Re: playing with pil ontology from Satya Sahoo on 2011-08-15 (public-prov-wg@w3.org from August 2011)

From: Satya Sahoo <satya.sahoo@case.edu>
Date: Mon, 15 Aug 2011 11:01:38 -0400
To: "Deus, Helena" <helena.deus@deri.org>
Cc: Khalid Belhajjame <Khalid.Belhajjame@cs.man.ac.uk>, public-prov-wg@w3.org
Message-ID: <CAOMwk6ySqe-O=8YTJY0tLCDFohZN4aoD8brMuo3fC8oP=mmbZA@mail.gmail.com>
Hi Lena,
Thanks again for trying to use the ontology for the microarray use case!

My comments are inline:

>I am not questioning whether agent should be mapped to agents defined
elsewhere, which seems to >be obvious– only wondering whether agent “label”
and “description” are things we want to standardize >in our model or not. We
can “suggest” rdfs:label and rdfs:comment without enforcing it as such –
>having those included in the model will likely result in much less
heterogeneity when it comes to >reporting provenance (particularly since we
are defining it necessarily “open” and highly granular to fit >any
particular domain.

→ Extracted entries
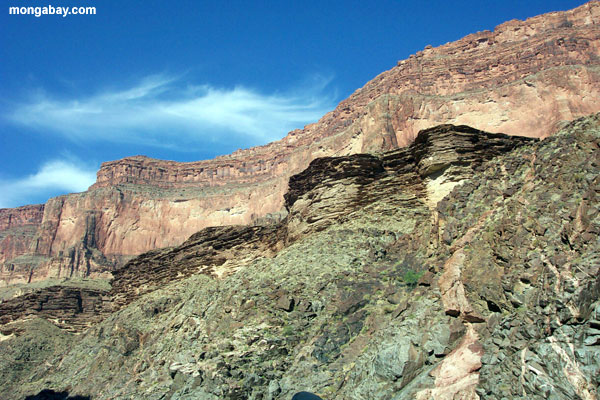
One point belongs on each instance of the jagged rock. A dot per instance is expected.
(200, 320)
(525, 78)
--
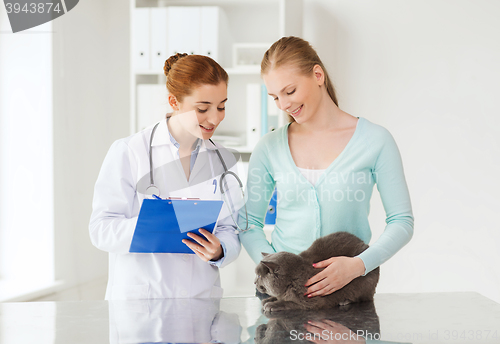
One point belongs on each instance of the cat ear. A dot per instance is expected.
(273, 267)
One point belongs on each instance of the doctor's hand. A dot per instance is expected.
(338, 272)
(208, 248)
--
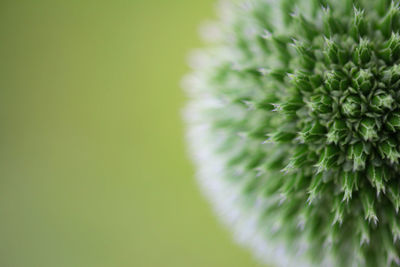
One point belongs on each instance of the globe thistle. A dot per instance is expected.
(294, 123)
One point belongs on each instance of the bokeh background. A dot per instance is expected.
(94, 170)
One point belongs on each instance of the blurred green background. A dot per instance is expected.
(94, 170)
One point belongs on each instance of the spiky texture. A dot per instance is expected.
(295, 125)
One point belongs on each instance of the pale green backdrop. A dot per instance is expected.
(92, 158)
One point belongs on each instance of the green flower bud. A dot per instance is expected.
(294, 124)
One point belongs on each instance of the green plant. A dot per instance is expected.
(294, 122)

→ Work to complete
#1 Answer these questions about the PIL ontology message:
(a) What is the date of the message, according to its header?
(b) For which use case does the sender thank Lena for trying the ontology?
(c) Which two terms does the quoted passage say could be suggested for agent "label" and "description"?
#2 Write out the passage of the PIL ontology message word for word, starting at "My comments are" and ending at "particular domain.".

→ Solutions for each task
#1
(a) Monday, 15 August 2011 (Mon, 15 Aug 2011 11:01:38 -0400).
(b) The microarray use case.
(c) rdfs:label and rdfs:comment.

#2
My comments are inline:

>I am not questioning whether agent should be mapped to agents defined
elsewhere, which seems to >be obvious– only wondering whether agent “label”
and “description” are things we want to standardize >in our model or not. We
can “suggest” rdfs:label and rdfs:comment without enforcing it as such –
>having those included in the model will likely result in much less
heterogeneity when it comes to >reporting provenance (particularly since we
are defining it necessarily “open” and highly granular to fit >any
particular domain.